TASK DESCRIPTION => Repeat the lines of the records word for word, beginning at the line that contains "query: the noun phrase to segment: pink nose" and stopping after the line that contains "46L92 64L113 63L121". Leave the pictures out of your answer.

Extracted data entries:
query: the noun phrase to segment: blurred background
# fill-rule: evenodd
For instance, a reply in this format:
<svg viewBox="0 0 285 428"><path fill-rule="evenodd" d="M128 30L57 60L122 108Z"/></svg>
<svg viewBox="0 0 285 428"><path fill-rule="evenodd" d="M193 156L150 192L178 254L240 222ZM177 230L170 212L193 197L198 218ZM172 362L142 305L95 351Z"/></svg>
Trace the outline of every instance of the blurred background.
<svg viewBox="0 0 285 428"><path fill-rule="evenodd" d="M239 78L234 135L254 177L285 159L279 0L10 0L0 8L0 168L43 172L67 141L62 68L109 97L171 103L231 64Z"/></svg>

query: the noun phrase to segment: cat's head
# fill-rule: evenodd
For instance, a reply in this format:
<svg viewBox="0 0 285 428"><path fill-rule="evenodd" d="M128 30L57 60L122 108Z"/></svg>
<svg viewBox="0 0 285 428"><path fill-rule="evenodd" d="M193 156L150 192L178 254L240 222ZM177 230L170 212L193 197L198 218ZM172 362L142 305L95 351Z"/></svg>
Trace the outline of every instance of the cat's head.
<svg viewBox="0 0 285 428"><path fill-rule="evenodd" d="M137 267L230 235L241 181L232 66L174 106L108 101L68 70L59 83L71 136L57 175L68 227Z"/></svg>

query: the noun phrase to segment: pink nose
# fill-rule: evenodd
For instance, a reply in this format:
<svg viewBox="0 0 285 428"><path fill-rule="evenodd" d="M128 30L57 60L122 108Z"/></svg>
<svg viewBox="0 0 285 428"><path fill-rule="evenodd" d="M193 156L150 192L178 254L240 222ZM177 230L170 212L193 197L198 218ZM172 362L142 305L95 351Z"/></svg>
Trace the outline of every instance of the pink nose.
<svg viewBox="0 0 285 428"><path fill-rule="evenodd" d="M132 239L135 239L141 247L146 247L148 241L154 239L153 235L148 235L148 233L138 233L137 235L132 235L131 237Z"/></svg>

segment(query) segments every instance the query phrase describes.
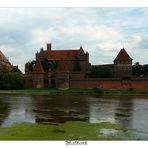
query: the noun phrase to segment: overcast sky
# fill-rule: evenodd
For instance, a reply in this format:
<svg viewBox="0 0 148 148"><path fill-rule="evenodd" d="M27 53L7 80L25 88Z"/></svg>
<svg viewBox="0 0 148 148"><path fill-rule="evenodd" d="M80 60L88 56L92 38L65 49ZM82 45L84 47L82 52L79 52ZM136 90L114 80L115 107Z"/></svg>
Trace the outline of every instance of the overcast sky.
<svg viewBox="0 0 148 148"><path fill-rule="evenodd" d="M83 46L92 64L113 63L121 48L148 63L148 8L0 8L0 50L24 71L46 43Z"/></svg>

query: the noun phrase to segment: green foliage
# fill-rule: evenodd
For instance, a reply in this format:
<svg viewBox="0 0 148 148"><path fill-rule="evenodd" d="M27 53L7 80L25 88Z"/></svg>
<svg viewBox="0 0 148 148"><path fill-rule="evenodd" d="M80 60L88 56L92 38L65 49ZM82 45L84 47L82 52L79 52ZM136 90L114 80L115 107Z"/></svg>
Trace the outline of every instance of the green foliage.
<svg viewBox="0 0 148 148"><path fill-rule="evenodd" d="M111 78L113 76L113 70L107 67L91 67L89 73L89 77L91 78Z"/></svg>
<svg viewBox="0 0 148 148"><path fill-rule="evenodd" d="M143 75L143 67L139 62L136 62L132 66L133 75L135 76L142 76Z"/></svg>
<svg viewBox="0 0 148 148"><path fill-rule="evenodd" d="M102 135L101 129L114 129L120 135ZM66 122L61 125L17 124L0 128L0 140L121 140L129 139L125 129L109 122Z"/></svg>
<svg viewBox="0 0 148 148"><path fill-rule="evenodd" d="M8 67L0 69L0 89L19 89L24 86L24 76L20 70L10 71Z"/></svg>
<svg viewBox="0 0 148 148"><path fill-rule="evenodd" d="M136 62L132 66L133 75L137 77L148 76L148 65L141 65L139 62Z"/></svg>
<svg viewBox="0 0 148 148"><path fill-rule="evenodd" d="M79 71L81 71L81 65L80 65L80 61L79 61L79 60L76 60L76 61L74 62L73 71L74 71L74 72L79 72Z"/></svg>

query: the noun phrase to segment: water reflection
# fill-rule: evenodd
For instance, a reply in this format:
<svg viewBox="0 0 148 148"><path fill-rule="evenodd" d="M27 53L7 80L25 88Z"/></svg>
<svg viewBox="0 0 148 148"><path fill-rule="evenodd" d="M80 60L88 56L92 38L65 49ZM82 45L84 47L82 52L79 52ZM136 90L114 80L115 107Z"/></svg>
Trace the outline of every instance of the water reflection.
<svg viewBox="0 0 148 148"><path fill-rule="evenodd" d="M148 97L0 95L0 125L112 122L148 132Z"/></svg>
<svg viewBox="0 0 148 148"><path fill-rule="evenodd" d="M80 96L33 96L37 123L64 123L88 119L88 102Z"/></svg>
<svg viewBox="0 0 148 148"><path fill-rule="evenodd" d="M9 115L9 103L4 102L0 98L0 125L3 124L7 116Z"/></svg>
<svg viewBox="0 0 148 148"><path fill-rule="evenodd" d="M133 98L120 97L115 111L115 120L124 128L132 127L133 124Z"/></svg>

RESULT BELOW =>
query: the noun phrase to segment: pink nose
# fill-rule: evenodd
For instance, a reply in this format:
<svg viewBox="0 0 285 428"><path fill-rule="evenodd" d="M128 30L57 60L122 108Z"/></svg>
<svg viewBox="0 0 285 428"><path fill-rule="evenodd" d="M193 156L150 192L178 254L240 222ZM177 230L170 212L193 197L198 218ZM172 362L142 305L95 351Z"/></svg>
Trace the outline of every instance of the pink nose.
<svg viewBox="0 0 285 428"><path fill-rule="evenodd" d="M132 239L135 239L141 247L146 247L148 241L154 239L153 235L148 235L148 233L138 233L137 235L132 235L131 237Z"/></svg>

segment(query) segments every instance the query phrase describes.
query: the noun phrase to segment: overcast sky
# fill-rule: evenodd
For instance, a reply in this format:
<svg viewBox="0 0 148 148"><path fill-rule="evenodd" d="M27 53L7 80L25 88Z"/></svg>
<svg viewBox="0 0 148 148"><path fill-rule="evenodd" d="M80 60L88 56L92 38L65 49ZM82 45L84 47L82 52L79 52ZM136 90L114 80L115 107Z"/></svg>
Trace the outline of every instance of the overcast sky.
<svg viewBox="0 0 148 148"><path fill-rule="evenodd" d="M83 46L92 64L113 63L121 48L148 63L148 8L0 8L0 50L24 71L46 43Z"/></svg>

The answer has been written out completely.